Stored items from a collection:
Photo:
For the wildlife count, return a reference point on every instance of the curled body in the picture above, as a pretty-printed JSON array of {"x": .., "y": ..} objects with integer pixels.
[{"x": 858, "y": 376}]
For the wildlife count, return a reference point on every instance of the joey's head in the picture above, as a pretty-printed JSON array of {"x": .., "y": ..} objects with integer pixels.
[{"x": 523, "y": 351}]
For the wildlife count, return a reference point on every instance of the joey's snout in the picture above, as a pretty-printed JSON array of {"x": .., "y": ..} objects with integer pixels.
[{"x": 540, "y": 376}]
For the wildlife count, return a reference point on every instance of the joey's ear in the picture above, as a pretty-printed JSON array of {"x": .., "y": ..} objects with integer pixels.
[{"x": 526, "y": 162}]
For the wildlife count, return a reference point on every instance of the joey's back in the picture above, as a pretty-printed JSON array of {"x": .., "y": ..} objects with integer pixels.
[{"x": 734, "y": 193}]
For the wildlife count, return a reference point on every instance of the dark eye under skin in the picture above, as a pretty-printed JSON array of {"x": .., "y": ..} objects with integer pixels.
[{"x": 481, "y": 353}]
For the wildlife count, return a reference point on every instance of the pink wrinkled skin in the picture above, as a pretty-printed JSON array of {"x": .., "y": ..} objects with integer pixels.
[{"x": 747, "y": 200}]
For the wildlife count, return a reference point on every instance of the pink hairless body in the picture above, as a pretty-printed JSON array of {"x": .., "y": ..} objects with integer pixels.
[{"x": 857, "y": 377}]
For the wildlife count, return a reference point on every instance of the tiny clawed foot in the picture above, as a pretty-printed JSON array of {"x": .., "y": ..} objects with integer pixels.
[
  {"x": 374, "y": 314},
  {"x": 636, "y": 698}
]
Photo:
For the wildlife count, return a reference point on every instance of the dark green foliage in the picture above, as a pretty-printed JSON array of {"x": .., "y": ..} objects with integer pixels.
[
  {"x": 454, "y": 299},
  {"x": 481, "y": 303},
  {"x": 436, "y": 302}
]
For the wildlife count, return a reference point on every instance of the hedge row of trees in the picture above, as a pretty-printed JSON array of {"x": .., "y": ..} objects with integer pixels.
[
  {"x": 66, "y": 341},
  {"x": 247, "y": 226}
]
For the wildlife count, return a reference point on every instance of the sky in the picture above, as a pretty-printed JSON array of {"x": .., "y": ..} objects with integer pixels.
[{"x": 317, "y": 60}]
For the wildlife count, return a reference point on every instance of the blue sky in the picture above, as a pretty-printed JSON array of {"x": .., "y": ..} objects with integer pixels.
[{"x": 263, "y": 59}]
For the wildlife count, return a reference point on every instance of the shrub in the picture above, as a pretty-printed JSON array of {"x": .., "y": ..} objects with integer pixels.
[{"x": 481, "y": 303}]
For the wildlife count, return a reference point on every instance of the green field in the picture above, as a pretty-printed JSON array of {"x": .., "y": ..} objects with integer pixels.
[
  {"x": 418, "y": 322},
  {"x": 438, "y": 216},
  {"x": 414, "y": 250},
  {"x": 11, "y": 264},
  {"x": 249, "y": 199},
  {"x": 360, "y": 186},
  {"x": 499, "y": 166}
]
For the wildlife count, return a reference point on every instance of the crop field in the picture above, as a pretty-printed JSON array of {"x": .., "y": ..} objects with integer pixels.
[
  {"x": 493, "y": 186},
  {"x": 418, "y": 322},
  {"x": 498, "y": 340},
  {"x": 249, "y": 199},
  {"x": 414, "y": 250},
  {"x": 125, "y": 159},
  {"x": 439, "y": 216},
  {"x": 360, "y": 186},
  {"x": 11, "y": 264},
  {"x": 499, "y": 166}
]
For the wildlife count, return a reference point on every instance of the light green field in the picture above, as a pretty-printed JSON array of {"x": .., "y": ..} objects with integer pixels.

## Work required
The entries above must be returned in full, exactly as shown.

## Task answer
Photo:
For the wildlife count, return a reference point on every instance of the curled body in the picture above, as a pretty-printed JSON array of {"x": .., "y": ..} objects with integer pixels.
[{"x": 858, "y": 376}]
For the wildlife count, return a reference point on every instance of the joey's head in the picture above, as a pretty-printed JSON array of {"x": .., "y": ..} objects with integer pixels.
[{"x": 523, "y": 351}]
For the wildlife count, return a reference point on every instance of the joey's snout in the picture above, as a pretty-printed JSON array of {"x": .., "y": ..} objects with integer pixels.
[{"x": 540, "y": 376}]
For the wildlife count, return a reference point on every instance of the joey's ear in the picture above, as a pretty-printed JSON array of {"x": .., "y": ..} objects with integer pixels.
[{"x": 526, "y": 162}]
For the wildlife count, return a reference point on every instance of the joey's back in the picture above, as a pretty-printed JSON array of {"x": .., "y": ..} objects with integer pixels.
[{"x": 734, "y": 193}]
For the wildlife count, return a reference point on every instance of the dark eye under skin in the picture above, as a pretty-printed JSON array of {"x": .., "y": ..} objects with integer pixels.
[{"x": 481, "y": 353}]
For the wildlife count, return a reference point on every instance of the pink wrinkled skin in the picture above, as a pretty-printed JSON array of {"x": .., "y": ..} objects with integer pixels.
[{"x": 747, "y": 200}]
For the wildlife count, return a reference point on every instance of the pink hairless body in the picture above, as a pretty-printed JSON array of {"x": .., "y": ..} objects with integer pixels.
[{"x": 857, "y": 377}]
For the wildlife count, return a reference point on every instance of the tiny clawed foot in the picture above, as a pretty-printed JSON array of {"x": .., "y": ..} objects with integer pixels.
[
  {"x": 374, "y": 314},
  {"x": 636, "y": 698}
]
Photo:
For the wildlife count, return a reference point on every instance of the dark green foliage in the picture above, as a pretty-printed JSON array of {"x": .., "y": ..} objects with integer pixels.
[
  {"x": 454, "y": 299},
  {"x": 481, "y": 303},
  {"x": 436, "y": 302}
]
For the wildlife count, return a reference point on every instance of the hedge row of trees in the picture above, as a pretty-printed JSON array of {"x": .., "y": ..} objects with integer pixels.
[
  {"x": 66, "y": 341},
  {"x": 247, "y": 226}
]
For the wildlife count, return a reference point on every instance of the sky in the picture above, as a pretty-printed JSON array of {"x": .., "y": ..} objects with integer pixels.
[{"x": 317, "y": 60}]
For the wildlife count, return a reference point on every instance of the blue sky in the picture above, as a pretty-printed JSON array of {"x": .., "y": ..} objects with integer pixels.
[{"x": 263, "y": 59}]
For the wildlife count, return a reference point on every instance of the shrub in the picture above, as a pretty-printed JSON array of {"x": .., "y": ..} objects with integer pixels.
[{"x": 481, "y": 303}]
For the wildlife count, return a reference point on every instance of the green field in the picture above, as a pretty-printed JSON array of {"x": .., "y": ..} objects with integer pixels.
[
  {"x": 418, "y": 322},
  {"x": 438, "y": 216},
  {"x": 414, "y": 250},
  {"x": 11, "y": 264},
  {"x": 249, "y": 199},
  {"x": 360, "y": 186},
  {"x": 499, "y": 166}
]
For the wildlife count, return a reference point on every instance of the crop field in the picture above, as a pretty-printed JSON array of {"x": .., "y": ..} objects with integer pixels.
[
  {"x": 493, "y": 186},
  {"x": 418, "y": 322},
  {"x": 498, "y": 340},
  {"x": 249, "y": 199},
  {"x": 414, "y": 250},
  {"x": 125, "y": 159},
  {"x": 439, "y": 216},
  {"x": 360, "y": 186},
  {"x": 11, "y": 264},
  {"x": 499, "y": 166}
]
For the wildlife count, return a reference point on every instance of the light green field in the picture above, as a pretty-printed JSON array of {"x": .., "y": ..} objects with integer pixels.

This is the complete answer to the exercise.